- To be done
Copy the items below exactly, from their first line through the line containing "0,192 -> 10,254", including both of those lines.

━━━━━ Given information

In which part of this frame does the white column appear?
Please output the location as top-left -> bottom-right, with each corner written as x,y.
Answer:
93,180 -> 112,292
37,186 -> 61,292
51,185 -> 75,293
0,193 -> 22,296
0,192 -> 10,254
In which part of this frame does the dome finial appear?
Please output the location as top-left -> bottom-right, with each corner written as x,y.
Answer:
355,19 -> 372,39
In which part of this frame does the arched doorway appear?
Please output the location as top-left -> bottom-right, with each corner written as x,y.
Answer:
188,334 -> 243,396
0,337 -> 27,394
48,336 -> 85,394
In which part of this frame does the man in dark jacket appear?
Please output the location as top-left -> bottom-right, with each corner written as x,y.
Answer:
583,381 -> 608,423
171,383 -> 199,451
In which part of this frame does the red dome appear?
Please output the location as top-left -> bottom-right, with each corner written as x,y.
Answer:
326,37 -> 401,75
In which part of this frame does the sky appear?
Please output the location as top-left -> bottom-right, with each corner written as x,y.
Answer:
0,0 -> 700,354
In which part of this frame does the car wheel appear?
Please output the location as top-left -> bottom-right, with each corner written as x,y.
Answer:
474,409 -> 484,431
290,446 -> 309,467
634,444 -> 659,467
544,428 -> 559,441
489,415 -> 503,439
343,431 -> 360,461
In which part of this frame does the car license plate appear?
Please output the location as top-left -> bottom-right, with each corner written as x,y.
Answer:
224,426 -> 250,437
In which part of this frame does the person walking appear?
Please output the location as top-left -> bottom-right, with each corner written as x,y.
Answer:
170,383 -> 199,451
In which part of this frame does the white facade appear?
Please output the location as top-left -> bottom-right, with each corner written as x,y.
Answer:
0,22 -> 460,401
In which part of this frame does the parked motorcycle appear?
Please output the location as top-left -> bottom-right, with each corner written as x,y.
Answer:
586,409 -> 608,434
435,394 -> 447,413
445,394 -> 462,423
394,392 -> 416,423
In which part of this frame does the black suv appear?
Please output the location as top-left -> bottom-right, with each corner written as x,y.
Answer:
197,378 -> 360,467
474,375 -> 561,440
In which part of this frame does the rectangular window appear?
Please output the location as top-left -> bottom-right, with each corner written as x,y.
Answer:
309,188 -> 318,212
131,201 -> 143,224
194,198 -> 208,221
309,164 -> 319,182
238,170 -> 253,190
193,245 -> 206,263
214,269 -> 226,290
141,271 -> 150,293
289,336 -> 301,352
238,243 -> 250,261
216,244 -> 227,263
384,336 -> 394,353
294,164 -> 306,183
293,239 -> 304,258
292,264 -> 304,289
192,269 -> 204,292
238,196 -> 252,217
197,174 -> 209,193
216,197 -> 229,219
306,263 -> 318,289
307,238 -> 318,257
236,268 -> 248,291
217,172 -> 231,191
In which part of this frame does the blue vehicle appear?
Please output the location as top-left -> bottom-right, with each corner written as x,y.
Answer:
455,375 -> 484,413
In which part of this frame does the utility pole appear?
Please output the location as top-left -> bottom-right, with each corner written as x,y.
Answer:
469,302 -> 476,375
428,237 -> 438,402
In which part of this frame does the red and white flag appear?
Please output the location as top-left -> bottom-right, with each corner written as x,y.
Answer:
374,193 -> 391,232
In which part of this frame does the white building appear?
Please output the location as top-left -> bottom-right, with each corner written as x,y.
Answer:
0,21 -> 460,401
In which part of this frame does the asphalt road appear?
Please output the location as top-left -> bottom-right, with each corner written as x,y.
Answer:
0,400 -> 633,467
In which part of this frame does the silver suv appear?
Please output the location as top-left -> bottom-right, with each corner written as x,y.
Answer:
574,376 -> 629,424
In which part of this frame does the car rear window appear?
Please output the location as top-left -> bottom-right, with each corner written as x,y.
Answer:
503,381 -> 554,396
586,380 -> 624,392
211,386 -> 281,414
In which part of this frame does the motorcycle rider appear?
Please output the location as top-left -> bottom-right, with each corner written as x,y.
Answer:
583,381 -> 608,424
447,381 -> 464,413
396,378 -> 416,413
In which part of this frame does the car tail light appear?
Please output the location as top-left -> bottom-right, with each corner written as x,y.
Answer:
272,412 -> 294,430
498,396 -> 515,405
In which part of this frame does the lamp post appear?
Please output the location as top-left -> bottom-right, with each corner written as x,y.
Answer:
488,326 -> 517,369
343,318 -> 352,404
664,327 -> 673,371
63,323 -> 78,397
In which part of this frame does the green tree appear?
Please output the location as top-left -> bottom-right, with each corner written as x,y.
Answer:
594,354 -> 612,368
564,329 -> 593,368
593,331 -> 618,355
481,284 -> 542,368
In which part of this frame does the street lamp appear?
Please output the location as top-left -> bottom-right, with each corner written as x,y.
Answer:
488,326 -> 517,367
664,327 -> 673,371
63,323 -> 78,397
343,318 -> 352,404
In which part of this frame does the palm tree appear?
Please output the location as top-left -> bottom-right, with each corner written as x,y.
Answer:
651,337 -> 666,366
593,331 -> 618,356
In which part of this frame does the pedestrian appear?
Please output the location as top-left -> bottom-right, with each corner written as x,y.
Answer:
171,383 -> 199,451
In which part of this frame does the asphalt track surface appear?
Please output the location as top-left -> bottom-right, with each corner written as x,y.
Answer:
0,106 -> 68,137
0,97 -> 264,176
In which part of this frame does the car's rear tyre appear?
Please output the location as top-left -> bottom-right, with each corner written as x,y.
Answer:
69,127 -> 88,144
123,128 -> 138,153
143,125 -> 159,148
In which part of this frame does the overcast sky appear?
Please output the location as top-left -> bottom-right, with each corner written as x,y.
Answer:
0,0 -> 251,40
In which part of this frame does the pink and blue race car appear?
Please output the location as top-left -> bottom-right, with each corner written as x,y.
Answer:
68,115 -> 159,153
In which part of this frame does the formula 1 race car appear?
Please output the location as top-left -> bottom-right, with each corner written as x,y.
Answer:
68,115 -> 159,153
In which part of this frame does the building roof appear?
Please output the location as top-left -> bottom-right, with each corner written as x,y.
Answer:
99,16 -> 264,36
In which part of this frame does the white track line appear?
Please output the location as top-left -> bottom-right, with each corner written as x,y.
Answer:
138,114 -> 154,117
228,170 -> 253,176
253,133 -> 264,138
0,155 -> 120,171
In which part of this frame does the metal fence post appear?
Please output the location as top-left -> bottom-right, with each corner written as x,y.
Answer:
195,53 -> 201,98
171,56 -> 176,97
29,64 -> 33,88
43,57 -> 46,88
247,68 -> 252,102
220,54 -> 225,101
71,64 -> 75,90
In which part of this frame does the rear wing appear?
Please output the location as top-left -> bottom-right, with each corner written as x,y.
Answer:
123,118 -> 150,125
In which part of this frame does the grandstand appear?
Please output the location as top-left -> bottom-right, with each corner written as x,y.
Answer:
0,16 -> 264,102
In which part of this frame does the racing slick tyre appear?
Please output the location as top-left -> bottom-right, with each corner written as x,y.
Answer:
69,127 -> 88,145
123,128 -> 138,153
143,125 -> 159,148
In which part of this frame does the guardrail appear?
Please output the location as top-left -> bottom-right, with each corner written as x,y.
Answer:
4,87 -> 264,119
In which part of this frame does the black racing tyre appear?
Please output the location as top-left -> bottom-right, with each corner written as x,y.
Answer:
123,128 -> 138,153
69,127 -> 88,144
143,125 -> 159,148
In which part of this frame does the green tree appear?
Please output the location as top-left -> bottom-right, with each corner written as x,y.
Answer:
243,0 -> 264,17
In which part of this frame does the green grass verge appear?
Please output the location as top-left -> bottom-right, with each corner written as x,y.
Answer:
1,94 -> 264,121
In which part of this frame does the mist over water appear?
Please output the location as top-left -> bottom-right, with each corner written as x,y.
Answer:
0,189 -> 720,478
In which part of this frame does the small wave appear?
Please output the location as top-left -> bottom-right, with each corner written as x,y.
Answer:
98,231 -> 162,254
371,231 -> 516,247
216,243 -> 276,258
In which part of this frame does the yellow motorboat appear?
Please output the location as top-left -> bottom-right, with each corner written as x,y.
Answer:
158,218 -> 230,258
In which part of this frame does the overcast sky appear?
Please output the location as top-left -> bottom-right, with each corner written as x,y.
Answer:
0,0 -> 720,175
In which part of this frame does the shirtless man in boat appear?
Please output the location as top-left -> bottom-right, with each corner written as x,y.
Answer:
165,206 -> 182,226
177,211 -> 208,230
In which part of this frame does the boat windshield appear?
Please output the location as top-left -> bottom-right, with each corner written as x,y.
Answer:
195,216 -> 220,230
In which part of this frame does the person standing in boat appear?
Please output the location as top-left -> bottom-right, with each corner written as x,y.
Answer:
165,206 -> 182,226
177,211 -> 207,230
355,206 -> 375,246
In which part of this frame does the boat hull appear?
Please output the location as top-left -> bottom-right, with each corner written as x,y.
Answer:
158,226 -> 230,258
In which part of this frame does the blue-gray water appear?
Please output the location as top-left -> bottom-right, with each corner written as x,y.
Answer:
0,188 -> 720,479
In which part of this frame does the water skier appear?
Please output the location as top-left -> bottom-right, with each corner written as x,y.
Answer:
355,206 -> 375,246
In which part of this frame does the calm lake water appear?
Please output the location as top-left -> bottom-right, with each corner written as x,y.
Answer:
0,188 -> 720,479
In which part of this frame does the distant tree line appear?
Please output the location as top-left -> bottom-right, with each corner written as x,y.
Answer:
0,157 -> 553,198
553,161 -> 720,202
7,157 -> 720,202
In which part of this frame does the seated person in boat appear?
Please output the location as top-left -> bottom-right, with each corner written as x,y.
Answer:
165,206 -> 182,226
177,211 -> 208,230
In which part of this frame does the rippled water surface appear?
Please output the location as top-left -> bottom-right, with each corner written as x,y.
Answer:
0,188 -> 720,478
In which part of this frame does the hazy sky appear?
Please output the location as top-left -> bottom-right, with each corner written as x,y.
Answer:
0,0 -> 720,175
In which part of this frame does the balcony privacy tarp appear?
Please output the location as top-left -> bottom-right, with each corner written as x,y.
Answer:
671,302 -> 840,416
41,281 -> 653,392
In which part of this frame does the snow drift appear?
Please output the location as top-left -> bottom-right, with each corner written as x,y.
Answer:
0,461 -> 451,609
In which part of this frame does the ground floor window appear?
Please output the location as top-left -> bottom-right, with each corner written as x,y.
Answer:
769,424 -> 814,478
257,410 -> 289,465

━━━━━━━━━━

- Solution for this task
In which part of this frame does the white column appear?
Please output the location as top-left -> bottom-right, with each corner written as x,y.
Answer:
93,180 -> 112,292
37,186 -> 61,292
51,185 -> 75,293
0,193 -> 22,296
0,192 -> 10,254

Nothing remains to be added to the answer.